Work instruction: The records that follow are to be printed exactly, with no images.

++++ Data records ++++

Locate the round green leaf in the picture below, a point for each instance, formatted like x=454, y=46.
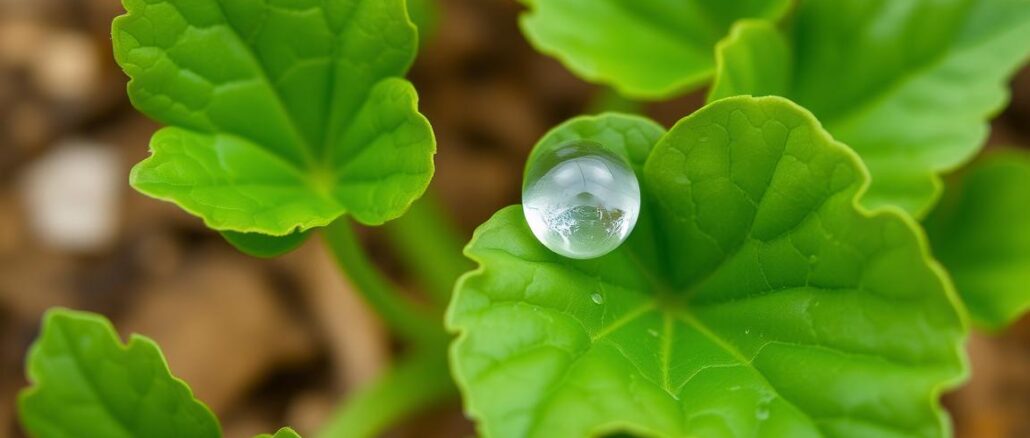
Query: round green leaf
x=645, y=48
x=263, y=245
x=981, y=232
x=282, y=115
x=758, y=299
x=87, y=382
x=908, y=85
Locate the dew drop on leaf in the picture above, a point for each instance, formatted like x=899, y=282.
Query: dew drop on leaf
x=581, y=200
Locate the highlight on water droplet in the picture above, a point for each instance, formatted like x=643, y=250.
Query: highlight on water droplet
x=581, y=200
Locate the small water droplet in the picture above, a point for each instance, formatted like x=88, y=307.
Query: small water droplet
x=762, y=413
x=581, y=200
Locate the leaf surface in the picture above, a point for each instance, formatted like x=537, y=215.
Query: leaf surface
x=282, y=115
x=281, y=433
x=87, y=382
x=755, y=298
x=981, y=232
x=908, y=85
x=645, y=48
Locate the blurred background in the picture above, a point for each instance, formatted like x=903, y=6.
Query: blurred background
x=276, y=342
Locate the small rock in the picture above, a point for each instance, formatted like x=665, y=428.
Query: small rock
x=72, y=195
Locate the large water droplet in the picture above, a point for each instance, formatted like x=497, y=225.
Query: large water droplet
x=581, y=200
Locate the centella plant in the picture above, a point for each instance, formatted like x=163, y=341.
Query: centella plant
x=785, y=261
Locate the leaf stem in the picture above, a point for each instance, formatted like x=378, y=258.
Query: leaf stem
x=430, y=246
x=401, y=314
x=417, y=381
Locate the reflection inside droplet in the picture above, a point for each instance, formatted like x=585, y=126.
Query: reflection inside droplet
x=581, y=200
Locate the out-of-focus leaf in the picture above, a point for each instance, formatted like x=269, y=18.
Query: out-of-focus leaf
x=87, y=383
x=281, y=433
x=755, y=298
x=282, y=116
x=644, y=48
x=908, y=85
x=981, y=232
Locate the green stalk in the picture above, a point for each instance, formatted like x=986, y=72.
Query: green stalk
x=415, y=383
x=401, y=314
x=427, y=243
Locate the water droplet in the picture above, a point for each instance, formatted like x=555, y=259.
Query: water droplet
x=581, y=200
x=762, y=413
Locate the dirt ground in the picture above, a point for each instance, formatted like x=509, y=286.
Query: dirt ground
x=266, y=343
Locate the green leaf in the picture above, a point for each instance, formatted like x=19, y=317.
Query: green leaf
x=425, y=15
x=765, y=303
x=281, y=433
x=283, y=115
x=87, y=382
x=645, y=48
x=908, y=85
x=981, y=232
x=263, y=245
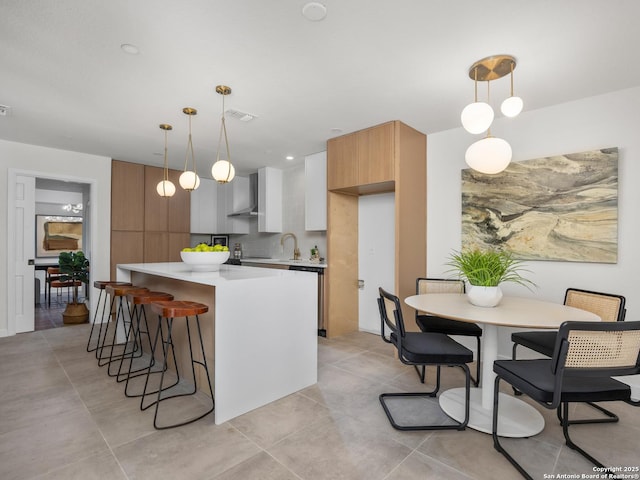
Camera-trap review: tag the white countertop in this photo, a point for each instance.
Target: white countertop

++++

Exercise response:
Locate the round green leaf in the picture below, a point for each instance, formatted like x=454, y=46.
Query: round green leaf
x=645, y=48
x=263, y=245
x=981, y=232
x=282, y=115
x=758, y=299
x=87, y=382
x=908, y=85
Locate the dew drop on leaf in the picture above, a point for each instance, formatted like x=899, y=282.
Query: dew drop on leaf
x=581, y=200
Locate the highlight on water droplet in the picture above, a point for each instance, formatted like x=643, y=250.
Query: highlight on water droplet
x=581, y=200
Locate the small water droplet in the picture above, a point for each instance, formatted like x=88, y=307.
Query: small water droplet
x=762, y=413
x=581, y=200
Locate the leaf surface in the picture above, a point for each instance, formatted like x=537, y=215.
Query: leaf surface
x=282, y=115
x=281, y=433
x=87, y=382
x=755, y=298
x=981, y=232
x=908, y=85
x=645, y=48
Locate the blurred background in the picture above, a point for each instance, formatted like x=903, y=6.
Query: blurred background
x=276, y=342
Locate the small rock in the picture above, a point for each instance, formatted like x=665, y=428.
Query: small rock
x=72, y=195
Locate the large water droplet in the picture above, a point for each instance, formatted like x=497, y=225.
Query: large water droplet
x=581, y=200
Locate the centella plant in the picture above, a point for each instance, formatted like x=163, y=341.
Query: centella plant
x=785, y=261
Locate the leaf stem in the picture above, a point for each instance, formatted like x=378, y=258.
Query: leaf stem
x=430, y=246
x=401, y=314
x=417, y=381
Locate the reflection inside droplet in the picture above, a point for each instance, formatted like x=585, y=126.
Query: reflection inside droplet
x=581, y=200
Locate the out-of-focus leaf in the picture above, a point for each instance, formatted like x=269, y=18.
Query: out-of-focus leaf
x=87, y=383
x=281, y=433
x=755, y=298
x=282, y=116
x=644, y=48
x=908, y=85
x=981, y=232
Locate the green stalk in the picture above, a point for each instance, formatted like x=986, y=72.
Query: green stalk
x=415, y=383
x=401, y=314
x=427, y=243
Locate the water droplet in the picture above, a point for each instance, formatted like x=555, y=259.
Query: water droplet
x=581, y=200
x=762, y=413
Locate the dirt ground in the picture above, a point for each instance, formatted like x=509, y=286.
Query: dirt ground
x=266, y=343
Locate the green leaf in the picture above, a point for each instance, formatted like x=19, y=317.
Query: green leaf
x=425, y=15
x=765, y=303
x=281, y=433
x=283, y=115
x=87, y=382
x=645, y=48
x=908, y=85
x=981, y=232
x=263, y=245
Camera-trap review: tag the white countertop in this photo, a point for each instance.
Target: white countertop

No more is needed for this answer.